Exactly as written, retype the listing below, omitting the pictures.

::: Stored records

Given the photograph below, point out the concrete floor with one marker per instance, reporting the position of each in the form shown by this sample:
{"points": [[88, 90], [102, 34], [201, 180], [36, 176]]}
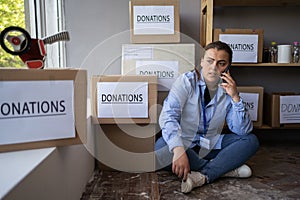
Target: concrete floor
{"points": [[276, 175]]}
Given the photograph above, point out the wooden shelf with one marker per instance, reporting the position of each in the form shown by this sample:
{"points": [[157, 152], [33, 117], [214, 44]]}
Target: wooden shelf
{"points": [[256, 2], [266, 64]]}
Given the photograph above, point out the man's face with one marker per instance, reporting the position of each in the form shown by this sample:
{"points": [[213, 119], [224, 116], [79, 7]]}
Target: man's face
{"points": [[213, 64]]}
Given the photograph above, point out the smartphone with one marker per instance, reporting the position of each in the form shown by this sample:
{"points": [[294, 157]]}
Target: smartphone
{"points": [[225, 71]]}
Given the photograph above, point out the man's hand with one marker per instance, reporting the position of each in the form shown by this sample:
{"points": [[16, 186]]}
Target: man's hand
{"points": [[180, 165], [230, 87]]}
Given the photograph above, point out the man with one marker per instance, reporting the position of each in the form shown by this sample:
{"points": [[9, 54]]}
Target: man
{"points": [[192, 119]]}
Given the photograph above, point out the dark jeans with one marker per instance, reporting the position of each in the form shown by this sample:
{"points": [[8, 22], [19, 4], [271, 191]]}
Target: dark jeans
{"points": [[235, 151]]}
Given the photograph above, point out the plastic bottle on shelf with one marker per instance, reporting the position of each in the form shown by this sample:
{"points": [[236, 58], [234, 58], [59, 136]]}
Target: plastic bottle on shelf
{"points": [[273, 52], [295, 52]]}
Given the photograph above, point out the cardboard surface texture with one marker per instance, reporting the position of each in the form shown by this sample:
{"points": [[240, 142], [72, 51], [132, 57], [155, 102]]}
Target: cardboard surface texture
{"points": [[79, 79], [125, 147], [154, 21], [244, 47], [167, 61], [253, 104], [152, 100]]}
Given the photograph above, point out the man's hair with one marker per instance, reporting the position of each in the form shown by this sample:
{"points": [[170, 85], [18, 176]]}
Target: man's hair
{"points": [[220, 46]]}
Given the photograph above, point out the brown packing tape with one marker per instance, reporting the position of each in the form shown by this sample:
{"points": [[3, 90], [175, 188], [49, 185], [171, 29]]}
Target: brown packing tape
{"points": [[260, 33], [80, 101]]}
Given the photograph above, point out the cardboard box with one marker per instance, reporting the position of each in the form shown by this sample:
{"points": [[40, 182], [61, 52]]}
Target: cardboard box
{"points": [[166, 61], [125, 147], [253, 100], [282, 110], [32, 112], [247, 44], [118, 106], [154, 21]]}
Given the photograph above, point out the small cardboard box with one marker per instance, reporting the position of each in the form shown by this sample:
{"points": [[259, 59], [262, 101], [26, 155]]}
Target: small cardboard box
{"points": [[246, 44], [166, 61], [35, 110], [283, 110], [125, 147], [118, 99], [253, 100], [154, 21]]}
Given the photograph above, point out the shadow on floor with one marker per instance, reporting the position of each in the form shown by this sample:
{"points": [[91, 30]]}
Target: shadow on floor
{"points": [[276, 175]]}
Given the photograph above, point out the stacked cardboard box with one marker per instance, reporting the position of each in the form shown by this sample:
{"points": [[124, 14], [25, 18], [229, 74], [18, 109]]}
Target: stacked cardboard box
{"points": [[125, 115], [42, 108]]}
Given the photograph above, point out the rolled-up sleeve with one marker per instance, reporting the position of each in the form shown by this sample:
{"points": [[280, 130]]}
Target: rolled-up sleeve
{"points": [[170, 116]]}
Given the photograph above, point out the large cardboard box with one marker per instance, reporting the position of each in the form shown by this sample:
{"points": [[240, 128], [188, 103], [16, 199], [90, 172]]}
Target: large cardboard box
{"points": [[253, 100], [154, 21], [166, 61], [125, 147], [246, 44], [118, 99], [36, 114], [282, 110]]}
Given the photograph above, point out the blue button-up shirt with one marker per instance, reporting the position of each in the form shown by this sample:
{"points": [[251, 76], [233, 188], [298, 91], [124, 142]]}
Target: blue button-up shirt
{"points": [[181, 118]]}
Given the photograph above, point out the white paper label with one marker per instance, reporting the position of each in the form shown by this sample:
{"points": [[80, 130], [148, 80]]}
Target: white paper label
{"points": [[166, 71], [33, 111], [135, 52], [250, 101], [122, 99], [244, 46], [289, 109], [152, 20]]}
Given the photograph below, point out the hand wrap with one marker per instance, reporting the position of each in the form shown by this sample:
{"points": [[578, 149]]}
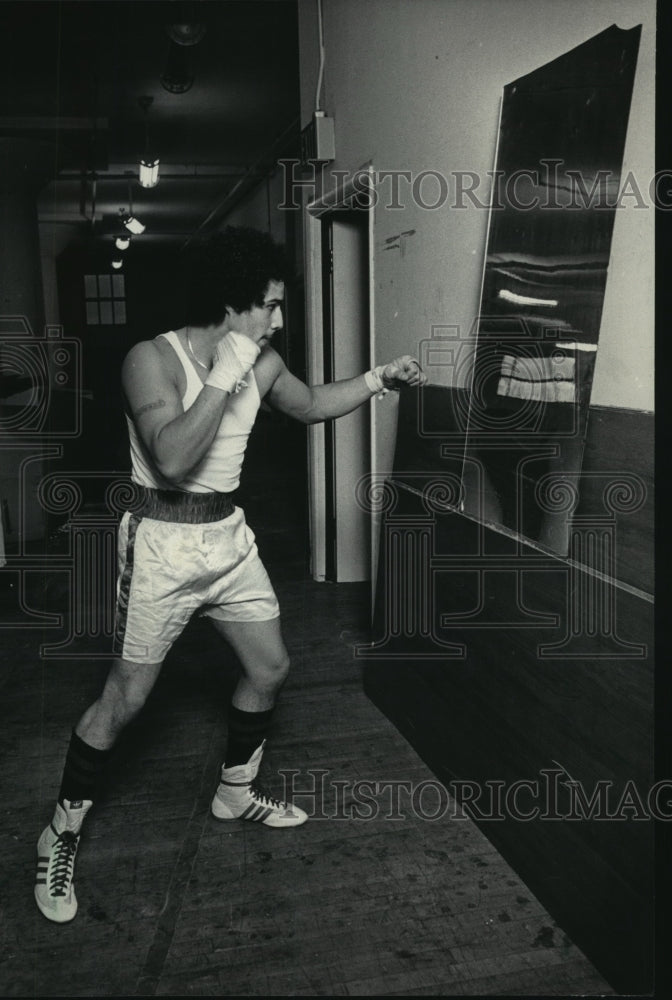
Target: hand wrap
{"points": [[234, 356], [382, 378]]}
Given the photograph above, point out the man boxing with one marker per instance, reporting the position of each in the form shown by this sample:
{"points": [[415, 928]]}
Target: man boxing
{"points": [[192, 396]]}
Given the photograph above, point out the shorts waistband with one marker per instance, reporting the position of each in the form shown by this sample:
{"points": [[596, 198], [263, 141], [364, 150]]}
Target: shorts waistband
{"points": [[186, 508]]}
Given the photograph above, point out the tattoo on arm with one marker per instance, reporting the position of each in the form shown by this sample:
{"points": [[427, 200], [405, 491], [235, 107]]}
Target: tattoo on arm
{"points": [[156, 405]]}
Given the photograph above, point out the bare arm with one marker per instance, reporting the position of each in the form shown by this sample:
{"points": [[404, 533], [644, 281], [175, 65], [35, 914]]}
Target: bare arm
{"points": [[312, 404], [176, 440]]}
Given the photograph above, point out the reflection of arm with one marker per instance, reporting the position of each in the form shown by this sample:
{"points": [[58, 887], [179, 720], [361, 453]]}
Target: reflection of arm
{"points": [[176, 440], [312, 404]]}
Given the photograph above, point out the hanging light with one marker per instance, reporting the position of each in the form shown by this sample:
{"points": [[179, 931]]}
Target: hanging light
{"points": [[132, 224], [149, 172], [128, 219], [149, 164]]}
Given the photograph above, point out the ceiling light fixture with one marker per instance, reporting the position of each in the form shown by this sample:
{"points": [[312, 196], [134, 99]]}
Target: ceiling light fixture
{"points": [[149, 164], [188, 33], [132, 224], [128, 219]]}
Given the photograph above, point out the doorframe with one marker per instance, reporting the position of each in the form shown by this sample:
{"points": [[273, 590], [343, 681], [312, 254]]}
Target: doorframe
{"points": [[336, 199]]}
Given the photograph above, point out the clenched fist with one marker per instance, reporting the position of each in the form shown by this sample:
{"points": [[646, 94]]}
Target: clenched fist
{"points": [[405, 370]]}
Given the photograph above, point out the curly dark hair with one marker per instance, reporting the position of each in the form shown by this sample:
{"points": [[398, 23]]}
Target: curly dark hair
{"points": [[231, 268]]}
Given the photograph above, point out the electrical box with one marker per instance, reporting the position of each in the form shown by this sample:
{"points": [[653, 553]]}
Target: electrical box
{"points": [[317, 140]]}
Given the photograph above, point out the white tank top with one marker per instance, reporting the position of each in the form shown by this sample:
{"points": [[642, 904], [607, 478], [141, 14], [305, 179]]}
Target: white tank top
{"points": [[219, 470]]}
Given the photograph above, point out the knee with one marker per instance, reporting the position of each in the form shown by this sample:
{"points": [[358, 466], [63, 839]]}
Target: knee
{"points": [[126, 699], [273, 674]]}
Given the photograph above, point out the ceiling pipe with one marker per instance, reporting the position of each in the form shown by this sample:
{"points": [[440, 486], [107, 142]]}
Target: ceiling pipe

::::::

### Response to this task
Given the photograph below, point out the concrete floor with one marker per instance, reporting the position of each in the form shown by this sample:
{"points": [[88, 90], [102, 34], [201, 180], [36, 176]]}
Target: concrete floor
{"points": [[276, 175]]}
Given the photograph above, point out the wooden shelf with one marker per instance, reporting the position of each in the form shown by this sample:
{"points": [[157, 152], [33, 117], [214, 44]]}
Target: wooden shelf
{"points": [[256, 2], [266, 64]]}
Given the photograph above, point out the man's face with one marker per instance, reporting the position of each in the form shown by this sample:
{"points": [[213, 119], [224, 116], [79, 7]]}
Target: man's face
{"points": [[213, 64]]}
Given the photograph above, point out the smartphone with one marker per instance, reporting the position of each in the form shown by this sample:
{"points": [[294, 157]]}
Target: smartphone
{"points": [[225, 71]]}
Given the photograph above, point out the man's hand with one marker per instance, reporting the position of each in the form shown by this sample:
{"points": [[16, 186]]}
Target: man's hand
{"points": [[180, 165], [230, 87]]}
Given the photograph above, point out the man with one marker per instance, reporting the position of each in the form shown by this sample:
{"points": [[9, 54]]}
Target: man
{"points": [[192, 119]]}
Given the photograph above, point out the dark jeans with one marker per instance, reporting the position of each in the form shown by this sample:
{"points": [[8, 22], [19, 4], [271, 191]]}
Target: dark jeans
{"points": [[235, 151]]}
Given the photograph above, point out the plastic bottle on shelf with one marker per instance, reporting the position of each in the form shown by this sample:
{"points": [[236, 58], [234, 58], [59, 136]]}
Target: plastic bottle on shelf
{"points": [[273, 52], [295, 52]]}
Given the photograph above, point out the cardboard surface texture with one marker per instance, reporting the position of each in the form shown by this sample:
{"points": [[240, 142], [72, 51], [132, 57], [155, 102]]}
Target: cardboard surface texture
{"points": [[79, 79], [125, 147], [154, 21], [244, 47], [167, 61], [253, 104], [152, 100]]}
Given the photograph above, point out the man's hair with one marker per instance, reporting the position of each in the form shown by this sample:
{"points": [[170, 85], [18, 176]]}
Target: man's hair
{"points": [[220, 46]]}
Given the photograph above, point out the brown packing tape with one marker per instance, reporting the position of each in the form shown by this sample:
{"points": [[3, 90], [175, 188], [49, 185], [171, 29]]}
Target: brown packing tape
{"points": [[260, 33], [80, 101]]}
Given the photograph above, point out the cardboard box with one marker per instance, reporting the position of each in the form shown by this sample:
{"points": [[40, 182], [61, 52]]}
Target: cardboard box
{"points": [[166, 61], [125, 147], [253, 100], [282, 110], [32, 112], [247, 44], [118, 106], [154, 21]]}
Given the photograph above, point out the small cardboard box with one marker per instance, reporting the position of each in the form shown by this sample:
{"points": [[259, 59], [262, 101], [26, 155]]}
Target: small cardboard box
{"points": [[246, 44], [166, 61], [35, 110], [283, 110], [125, 147], [118, 99], [253, 100], [154, 21]]}
Given the photograph above, point out the shadow on floor with one marker per instance, reporting the position of each in the form shown by this sample:
{"points": [[91, 30]]}
Target: shadow on floor
{"points": [[276, 175]]}
Given the photograph above, point out the stacked cardboard box with one marker per instance, reporting the position of each in the form shown by this sample:
{"points": [[124, 14], [25, 18], [229, 74], [18, 109]]}
Target: stacked cardboard box
{"points": [[125, 115], [42, 108]]}
Given the photograph above, point out the rolled-up sleeve with one marker per instance, reporting the position of each in the form shown by this sample:
{"points": [[280, 130]]}
Target: rolled-up sleeve
{"points": [[170, 116]]}
Given the photograph above, point out the large cardboard box with one marker per instance, reporting the position of each in the form shown by this sample:
{"points": [[240, 128], [188, 103], [16, 199], [90, 172]]}
Target: large cardboard box
{"points": [[253, 100], [154, 21], [166, 61], [125, 147], [246, 44], [118, 99], [36, 114], [282, 110]]}
Given the photograph above, point out the blue button-up shirt with one marker per instance, reporting the position of each in the form shown by this sample:
{"points": [[251, 76], [233, 188], [298, 91], [124, 142]]}
Target: blue button-up shirt
{"points": [[181, 118]]}
Given the photograph above, point out the white paper label with one marker per instance, reporting the position of each in the form shown by this sample:
{"points": [[80, 130], [148, 80]]}
Target: white paper label
{"points": [[166, 71], [33, 111], [135, 52], [250, 101], [122, 99], [244, 46], [289, 109], [152, 20]]}
Given the photograph below, point out the hand wrap with one marker per instance, reporting the position of each in the form shown by this sample:
{"points": [[578, 149]]}
Target: hand wrap
{"points": [[234, 356], [382, 378]]}
Given the photograph above, point out the man boxing with one marker per instance, reporting the position of each in the form shown by this sample:
{"points": [[415, 928]]}
Target: man boxing
{"points": [[192, 396]]}
Given the photograph above, point out the shorts waistband with one marker per instance, reporting the position of each in the form shown by this sample:
{"points": [[596, 198], [263, 141], [364, 150]]}
Target: shorts waistband
{"points": [[186, 508]]}
Given the photograph above, point out the tattoo on arm with one marker per instance, reporting the position of each in the form shown by this sample:
{"points": [[427, 200], [405, 491], [235, 107]]}
Target: tattoo on arm
{"points": [[156, 405]]}
Given the photograph above, point out the bare arm with one marker per instance, reporting the position of each in the form shown by this sample:
{"points": [[404, 533], [644, 281], [175, 65], [35, 914]]}
Target: bare arm
{"points": [[312, 404], [176, 440]]}
Given the photograph above, point out the reflection of arm with one marker per instance, reporting the position of each in the form shown by this sample:
{"points": [[58, 887], [179, 720], [361, 453]]}
Target: reflection of arm
{"points": [[176, 440], [312, 404]]}
Given the photograph above, point out the hanging light with one marker per instance, reporting the position of each in the form shown by this sample:
{"points": [[179, 931]]}
Target: hanging light
{"points": [[132, 224], [149, 172], [128, 219], [149, 164]]}
Given the photograph above, point out the ceiling light fixture with one marker per instance, reporting the position of each in the form shown by this sample:
{"points": [[312, 196], [134, 99]]}
Target: ceiling light fixture
{"points": [[149, 164], [188, 33], [132, 224], [128, 219]]}
Given the photograph above, point out the doorframe with one marker per instance, reporting the position of each in the form shown by this sample:
{"points": [[273, 590], [343, 681], [312, 254]]}
Target: doorframe
{"points": [[336, 199]]}
Given the photograph above, point out the clenched fist with one marker per instance, reporting the position of each in the form shown by this sample:
{"points": [[646, 94]]}
Target: clenched fist
{"points": [[405, 370]]}
Given the photograph above, point out the curly dark hair with one marker per instance, reporting the position of each in the form shown by this sample:
{"points": [[398, 23]]}
Target: curly dark hair
{"points": [[231, 268]]}
Given the photograph above, point out the electrical box with one marker per instance, reporting the position of each in the form shown by this sample:
{"points": [[653, 553]]}
Target: electrical box
{"points": [[317, 140]]}
Given the photograph above, point out the white tank top with one marker per instance, reporting the position of each in the form shown by this sample:
{"points": [[642, 904], [607, 478], [141, 14], [305, 179]]}
Target: white tank top
{"points": [[219, 470]]}
Given the photograph above, point out the knee with one marker per instance, reporting the position of each in the form shown by this sample:
{"points": [[358, 466], [63, 839]]}
Target: knee
{"points": [[126, 699], [273, 674]]}
Given the photograph above, point out the ceiling pipe with one marker per instance, reporting the position of each in the form shown by this sample:
{"points": [[440, 486], [107, 142]]}
Target: ceiling pipe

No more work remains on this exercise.